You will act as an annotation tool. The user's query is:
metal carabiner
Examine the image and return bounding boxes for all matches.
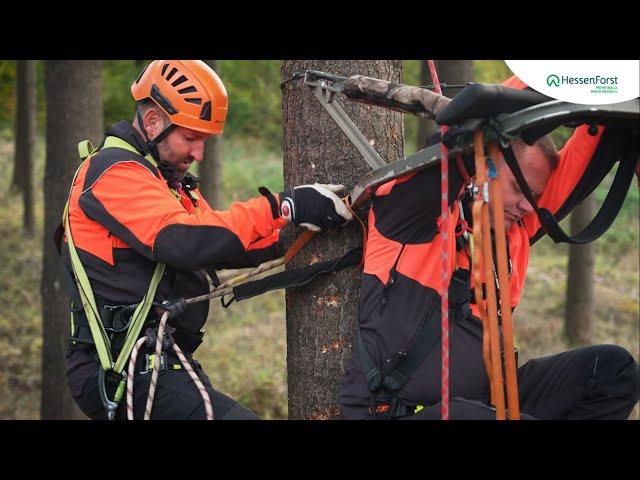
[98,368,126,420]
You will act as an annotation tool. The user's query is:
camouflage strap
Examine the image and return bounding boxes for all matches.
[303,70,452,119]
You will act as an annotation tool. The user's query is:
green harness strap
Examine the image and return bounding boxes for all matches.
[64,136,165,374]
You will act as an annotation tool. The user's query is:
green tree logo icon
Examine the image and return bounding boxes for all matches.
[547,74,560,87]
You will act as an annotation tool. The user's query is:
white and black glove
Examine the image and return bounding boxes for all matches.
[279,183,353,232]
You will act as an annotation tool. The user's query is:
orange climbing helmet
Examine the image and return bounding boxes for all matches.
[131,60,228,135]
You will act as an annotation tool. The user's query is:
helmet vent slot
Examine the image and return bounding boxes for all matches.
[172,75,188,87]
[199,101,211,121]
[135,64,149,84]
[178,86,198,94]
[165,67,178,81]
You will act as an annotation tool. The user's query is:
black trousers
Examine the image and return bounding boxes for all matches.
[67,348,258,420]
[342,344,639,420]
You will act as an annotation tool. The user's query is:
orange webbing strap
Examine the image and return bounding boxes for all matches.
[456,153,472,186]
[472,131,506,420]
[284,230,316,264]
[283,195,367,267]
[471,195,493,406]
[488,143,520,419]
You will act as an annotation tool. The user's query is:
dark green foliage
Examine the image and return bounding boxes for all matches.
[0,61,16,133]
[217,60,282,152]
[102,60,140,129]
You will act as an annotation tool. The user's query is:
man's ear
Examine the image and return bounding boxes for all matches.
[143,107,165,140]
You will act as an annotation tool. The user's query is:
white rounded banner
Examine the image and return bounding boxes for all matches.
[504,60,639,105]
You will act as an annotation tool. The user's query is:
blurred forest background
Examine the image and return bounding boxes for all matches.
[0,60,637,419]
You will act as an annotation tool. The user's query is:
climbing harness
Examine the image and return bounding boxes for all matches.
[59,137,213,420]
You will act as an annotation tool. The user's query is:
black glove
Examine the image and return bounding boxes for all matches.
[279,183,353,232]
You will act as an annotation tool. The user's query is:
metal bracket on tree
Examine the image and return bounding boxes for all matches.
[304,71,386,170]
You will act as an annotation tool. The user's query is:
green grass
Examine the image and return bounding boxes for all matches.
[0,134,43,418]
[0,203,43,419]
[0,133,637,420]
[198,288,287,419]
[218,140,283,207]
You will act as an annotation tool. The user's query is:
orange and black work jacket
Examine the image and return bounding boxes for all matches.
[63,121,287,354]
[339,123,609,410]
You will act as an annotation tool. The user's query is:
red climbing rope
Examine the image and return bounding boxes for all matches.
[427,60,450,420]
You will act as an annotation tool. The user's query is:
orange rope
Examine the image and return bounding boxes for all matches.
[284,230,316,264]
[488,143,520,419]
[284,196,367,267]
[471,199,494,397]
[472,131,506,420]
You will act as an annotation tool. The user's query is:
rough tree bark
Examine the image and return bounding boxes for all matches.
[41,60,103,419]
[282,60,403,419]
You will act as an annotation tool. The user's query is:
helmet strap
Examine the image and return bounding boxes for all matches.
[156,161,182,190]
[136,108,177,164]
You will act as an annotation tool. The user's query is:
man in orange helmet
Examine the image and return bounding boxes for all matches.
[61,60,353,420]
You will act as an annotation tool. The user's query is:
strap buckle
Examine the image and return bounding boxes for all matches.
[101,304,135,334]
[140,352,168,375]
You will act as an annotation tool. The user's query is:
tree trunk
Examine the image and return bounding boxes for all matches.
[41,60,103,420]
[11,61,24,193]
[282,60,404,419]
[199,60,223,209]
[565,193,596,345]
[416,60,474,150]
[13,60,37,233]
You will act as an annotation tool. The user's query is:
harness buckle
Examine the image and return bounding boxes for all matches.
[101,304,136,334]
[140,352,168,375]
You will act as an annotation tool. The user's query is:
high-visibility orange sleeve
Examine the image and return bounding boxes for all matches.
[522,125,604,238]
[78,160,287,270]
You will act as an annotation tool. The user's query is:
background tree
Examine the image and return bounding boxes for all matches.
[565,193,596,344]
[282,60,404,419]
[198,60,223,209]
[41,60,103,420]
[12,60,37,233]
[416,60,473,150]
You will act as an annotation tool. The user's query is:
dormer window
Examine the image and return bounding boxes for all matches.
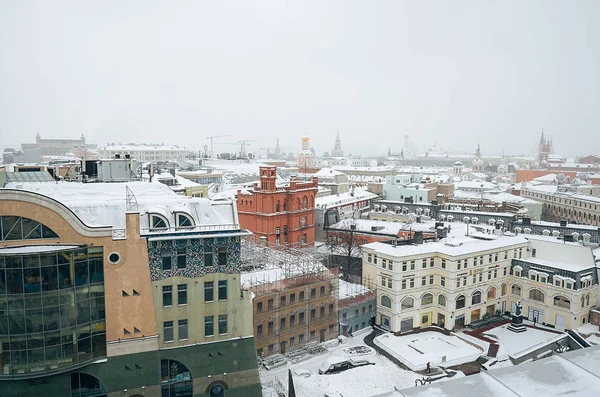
========================================================================
Write only the number of lines above that contain "climbing".

◆ Exercise answer ◆
3